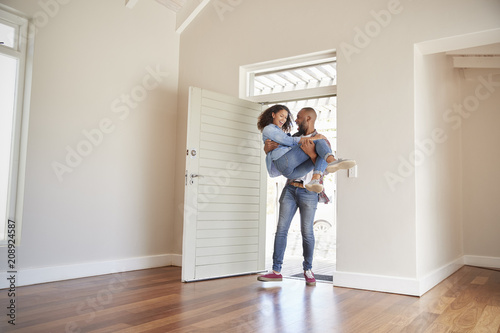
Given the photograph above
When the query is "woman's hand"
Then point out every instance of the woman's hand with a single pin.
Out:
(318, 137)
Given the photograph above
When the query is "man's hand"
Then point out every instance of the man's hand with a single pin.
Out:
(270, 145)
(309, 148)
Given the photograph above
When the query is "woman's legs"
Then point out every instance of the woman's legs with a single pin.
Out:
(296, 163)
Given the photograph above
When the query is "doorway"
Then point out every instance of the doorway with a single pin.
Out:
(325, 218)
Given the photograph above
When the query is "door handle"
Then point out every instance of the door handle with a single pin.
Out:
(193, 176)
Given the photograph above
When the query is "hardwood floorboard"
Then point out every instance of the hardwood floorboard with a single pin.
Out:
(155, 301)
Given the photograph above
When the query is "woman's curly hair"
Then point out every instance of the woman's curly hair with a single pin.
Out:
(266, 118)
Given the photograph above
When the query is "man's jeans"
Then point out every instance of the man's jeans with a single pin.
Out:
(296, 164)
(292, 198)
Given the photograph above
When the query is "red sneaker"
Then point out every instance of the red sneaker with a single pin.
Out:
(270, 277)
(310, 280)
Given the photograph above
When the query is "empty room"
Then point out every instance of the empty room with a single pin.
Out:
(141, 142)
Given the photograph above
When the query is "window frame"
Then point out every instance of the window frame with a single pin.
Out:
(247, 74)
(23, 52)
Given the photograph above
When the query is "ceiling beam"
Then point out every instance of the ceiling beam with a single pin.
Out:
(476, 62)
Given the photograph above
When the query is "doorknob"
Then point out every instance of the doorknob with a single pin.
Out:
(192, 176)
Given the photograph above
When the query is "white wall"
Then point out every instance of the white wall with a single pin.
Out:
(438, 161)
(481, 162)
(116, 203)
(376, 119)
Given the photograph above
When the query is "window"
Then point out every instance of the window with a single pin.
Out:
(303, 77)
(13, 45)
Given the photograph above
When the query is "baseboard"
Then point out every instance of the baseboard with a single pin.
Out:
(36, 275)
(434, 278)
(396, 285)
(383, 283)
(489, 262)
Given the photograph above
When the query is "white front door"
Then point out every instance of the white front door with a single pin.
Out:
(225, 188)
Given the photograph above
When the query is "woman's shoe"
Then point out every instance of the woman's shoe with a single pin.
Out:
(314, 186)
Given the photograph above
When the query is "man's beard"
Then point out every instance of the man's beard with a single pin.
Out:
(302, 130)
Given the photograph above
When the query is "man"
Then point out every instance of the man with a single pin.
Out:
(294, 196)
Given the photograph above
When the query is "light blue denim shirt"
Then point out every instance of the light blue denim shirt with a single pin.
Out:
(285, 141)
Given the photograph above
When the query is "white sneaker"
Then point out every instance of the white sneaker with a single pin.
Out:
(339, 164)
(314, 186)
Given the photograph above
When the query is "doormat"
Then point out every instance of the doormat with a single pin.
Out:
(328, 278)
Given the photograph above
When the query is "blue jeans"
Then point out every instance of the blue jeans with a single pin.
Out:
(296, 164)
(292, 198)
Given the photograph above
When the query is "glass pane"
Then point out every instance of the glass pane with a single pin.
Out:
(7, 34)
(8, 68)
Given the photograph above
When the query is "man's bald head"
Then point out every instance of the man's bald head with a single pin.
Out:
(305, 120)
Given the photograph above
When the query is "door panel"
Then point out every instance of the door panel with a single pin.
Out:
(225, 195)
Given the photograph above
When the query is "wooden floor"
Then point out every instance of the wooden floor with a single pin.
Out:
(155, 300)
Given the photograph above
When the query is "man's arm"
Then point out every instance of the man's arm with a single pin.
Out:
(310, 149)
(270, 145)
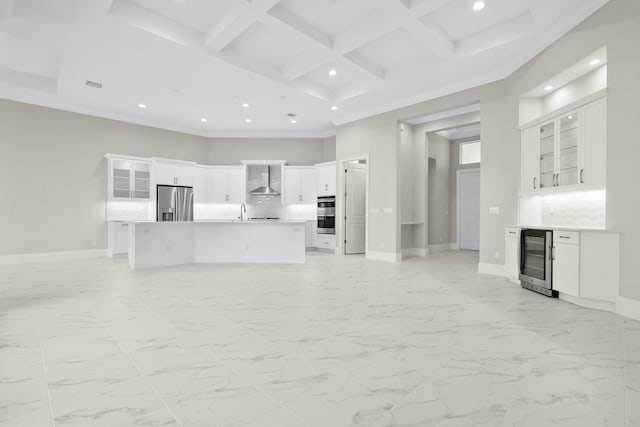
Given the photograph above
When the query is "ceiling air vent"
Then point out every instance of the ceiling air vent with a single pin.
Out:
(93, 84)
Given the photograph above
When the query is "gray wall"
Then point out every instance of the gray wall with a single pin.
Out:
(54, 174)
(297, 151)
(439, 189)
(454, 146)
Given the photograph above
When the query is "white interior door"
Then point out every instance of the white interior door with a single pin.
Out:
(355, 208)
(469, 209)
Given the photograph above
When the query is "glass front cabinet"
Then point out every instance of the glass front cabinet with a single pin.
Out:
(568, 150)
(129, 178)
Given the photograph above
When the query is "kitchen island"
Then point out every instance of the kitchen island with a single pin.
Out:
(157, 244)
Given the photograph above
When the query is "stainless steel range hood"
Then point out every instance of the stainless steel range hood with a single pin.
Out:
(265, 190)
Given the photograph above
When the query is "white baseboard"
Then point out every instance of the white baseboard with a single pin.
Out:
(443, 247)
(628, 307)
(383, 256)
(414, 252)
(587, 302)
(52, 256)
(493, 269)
★ ★ ★ ★ ★
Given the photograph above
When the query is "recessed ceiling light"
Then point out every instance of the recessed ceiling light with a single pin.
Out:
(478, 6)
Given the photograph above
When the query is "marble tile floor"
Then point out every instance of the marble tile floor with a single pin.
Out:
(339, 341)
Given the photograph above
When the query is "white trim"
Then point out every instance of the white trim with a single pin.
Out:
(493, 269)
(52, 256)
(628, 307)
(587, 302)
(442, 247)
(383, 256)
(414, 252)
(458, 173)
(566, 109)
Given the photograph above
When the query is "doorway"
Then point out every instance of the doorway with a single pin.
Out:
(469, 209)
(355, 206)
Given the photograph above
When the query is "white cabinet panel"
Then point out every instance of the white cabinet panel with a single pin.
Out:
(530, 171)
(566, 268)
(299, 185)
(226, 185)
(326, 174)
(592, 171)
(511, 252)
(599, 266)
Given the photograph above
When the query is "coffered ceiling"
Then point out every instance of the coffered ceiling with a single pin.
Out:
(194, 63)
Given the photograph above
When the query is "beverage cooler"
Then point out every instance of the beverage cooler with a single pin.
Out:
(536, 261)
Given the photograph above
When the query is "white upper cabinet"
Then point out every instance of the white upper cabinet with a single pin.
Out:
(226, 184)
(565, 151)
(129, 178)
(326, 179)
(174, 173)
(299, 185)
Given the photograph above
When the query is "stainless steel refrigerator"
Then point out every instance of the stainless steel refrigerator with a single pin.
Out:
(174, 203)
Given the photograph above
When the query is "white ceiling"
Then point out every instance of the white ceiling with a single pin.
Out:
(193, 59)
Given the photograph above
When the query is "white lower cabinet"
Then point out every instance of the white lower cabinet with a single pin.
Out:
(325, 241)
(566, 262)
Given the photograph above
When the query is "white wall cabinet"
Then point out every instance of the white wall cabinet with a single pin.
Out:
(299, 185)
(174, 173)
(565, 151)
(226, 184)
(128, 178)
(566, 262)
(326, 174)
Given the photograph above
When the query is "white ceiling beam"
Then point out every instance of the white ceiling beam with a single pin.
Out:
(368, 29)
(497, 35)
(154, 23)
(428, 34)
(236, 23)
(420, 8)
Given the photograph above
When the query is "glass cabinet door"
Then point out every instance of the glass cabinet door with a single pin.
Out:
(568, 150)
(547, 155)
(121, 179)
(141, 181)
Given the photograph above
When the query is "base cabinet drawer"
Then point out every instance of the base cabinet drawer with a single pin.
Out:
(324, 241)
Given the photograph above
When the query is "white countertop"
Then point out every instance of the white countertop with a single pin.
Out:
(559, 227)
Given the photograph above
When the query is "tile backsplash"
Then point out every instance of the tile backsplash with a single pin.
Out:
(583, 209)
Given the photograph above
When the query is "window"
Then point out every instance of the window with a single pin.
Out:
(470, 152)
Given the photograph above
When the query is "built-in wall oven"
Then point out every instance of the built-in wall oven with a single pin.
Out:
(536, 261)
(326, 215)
★ ★ ★ ★ ★
Set problem :: Please pull out every line of the rows above that contains the word "front" and copy each one in full.

Task solution ::
When the query is "white front door"
Then point out every instance of the white front door with a single pin.
When the query is "glass front cabinet"
Then point out every instance of the glass front cabinet with a single pin.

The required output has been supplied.